3 alt text Resampling for spatiotemporal Machine Learning

You are reading the work-in-progress Spatial Sampling and Resampling for Machine Learning. This chapter is currently currently draft version, a peer-review publication is pending. You can find the polished first edition at https://opengeohub.github.io/spatial-sampling-ml/.

3.1 Case study: Cookfarm dataset

We next look at the Cookfarm dataset, which is available via the landmap package and described in detail in C. K. Gasch et al. (2015):

library(landmap)
#?landmap::cookfarm
data("cookfarm")

This dataset contains spatio-temporal (3D+T) measurements of three soil properties and a number of spatial and temporal regression covariates. In this example multiple covariates are used to fit a spatiotemporal model to predict soil moisture, soil temperature and electrical conductivity in 3D+T (hence 2 extra dimension beyond spatial dimensions i.e. a 2D model).

We can load the prediction locations and regression-matrix from:

library(rgdal)
library(ranger)
cookfarm.rm = readRDS('extdata/cookfarm_st.rds')
cookfarm.grid = readRDS('extdata/cookfarm_grid10m.rds')

> [Data entries]:

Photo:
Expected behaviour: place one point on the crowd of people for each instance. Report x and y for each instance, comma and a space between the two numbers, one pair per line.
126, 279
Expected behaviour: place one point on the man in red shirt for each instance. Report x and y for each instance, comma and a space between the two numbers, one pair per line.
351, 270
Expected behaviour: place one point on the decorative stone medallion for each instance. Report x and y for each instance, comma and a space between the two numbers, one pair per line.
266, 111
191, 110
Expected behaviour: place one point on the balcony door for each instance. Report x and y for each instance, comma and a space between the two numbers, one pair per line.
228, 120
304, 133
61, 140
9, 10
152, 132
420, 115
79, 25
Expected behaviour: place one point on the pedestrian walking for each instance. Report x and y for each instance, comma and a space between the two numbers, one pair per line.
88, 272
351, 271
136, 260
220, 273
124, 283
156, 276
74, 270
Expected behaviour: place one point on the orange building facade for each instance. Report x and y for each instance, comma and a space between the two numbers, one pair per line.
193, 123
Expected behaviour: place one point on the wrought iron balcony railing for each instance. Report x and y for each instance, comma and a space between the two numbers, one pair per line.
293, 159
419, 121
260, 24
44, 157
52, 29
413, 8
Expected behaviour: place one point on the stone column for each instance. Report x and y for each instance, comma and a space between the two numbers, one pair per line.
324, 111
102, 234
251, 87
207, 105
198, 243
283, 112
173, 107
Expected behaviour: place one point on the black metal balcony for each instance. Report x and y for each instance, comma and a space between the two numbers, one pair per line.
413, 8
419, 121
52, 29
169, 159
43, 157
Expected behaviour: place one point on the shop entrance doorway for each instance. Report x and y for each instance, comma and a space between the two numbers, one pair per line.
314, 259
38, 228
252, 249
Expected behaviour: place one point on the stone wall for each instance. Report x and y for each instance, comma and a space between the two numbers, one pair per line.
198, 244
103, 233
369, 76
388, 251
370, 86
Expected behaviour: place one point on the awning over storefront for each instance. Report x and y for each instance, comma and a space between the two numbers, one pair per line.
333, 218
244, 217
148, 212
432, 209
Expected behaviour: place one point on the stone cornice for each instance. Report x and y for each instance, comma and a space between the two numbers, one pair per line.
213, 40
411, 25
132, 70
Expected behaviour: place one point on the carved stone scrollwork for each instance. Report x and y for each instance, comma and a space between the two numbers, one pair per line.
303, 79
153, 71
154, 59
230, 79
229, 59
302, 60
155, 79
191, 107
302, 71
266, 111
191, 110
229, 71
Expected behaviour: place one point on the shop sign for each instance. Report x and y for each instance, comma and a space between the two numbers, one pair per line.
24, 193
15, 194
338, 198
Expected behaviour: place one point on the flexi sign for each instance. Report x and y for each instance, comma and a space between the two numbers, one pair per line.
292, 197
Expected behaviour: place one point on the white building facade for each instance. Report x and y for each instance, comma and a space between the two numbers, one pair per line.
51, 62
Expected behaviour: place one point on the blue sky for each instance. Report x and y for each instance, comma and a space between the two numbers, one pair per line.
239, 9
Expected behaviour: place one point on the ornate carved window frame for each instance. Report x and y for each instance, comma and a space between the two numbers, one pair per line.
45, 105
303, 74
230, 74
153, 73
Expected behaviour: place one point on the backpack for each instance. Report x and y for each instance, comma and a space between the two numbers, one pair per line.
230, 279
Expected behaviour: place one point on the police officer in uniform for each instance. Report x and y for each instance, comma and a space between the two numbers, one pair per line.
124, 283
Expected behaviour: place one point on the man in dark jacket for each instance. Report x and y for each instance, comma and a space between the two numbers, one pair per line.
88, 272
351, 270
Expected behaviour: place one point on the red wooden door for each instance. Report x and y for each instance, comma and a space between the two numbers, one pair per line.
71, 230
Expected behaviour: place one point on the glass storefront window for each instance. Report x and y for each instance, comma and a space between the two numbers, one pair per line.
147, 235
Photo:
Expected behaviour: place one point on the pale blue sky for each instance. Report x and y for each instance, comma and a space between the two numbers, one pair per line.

> [Set exercise]:
Summarize the Cookfarm case study in two sentences. Work only from the text; the records play no part here.

> [Result of this task]:
This draft chapter of Spatial Sampling and Resampling for Machine Learning, which is still pending peer review, introduces the Cookfarm dataset from the landmap package. The dataset holds spatiotemporal measurements of three soil properties and a number of spatial and temporal regression covariates, which are used to fit a model predicting soil moisture, soil temperature and electrical conductivity.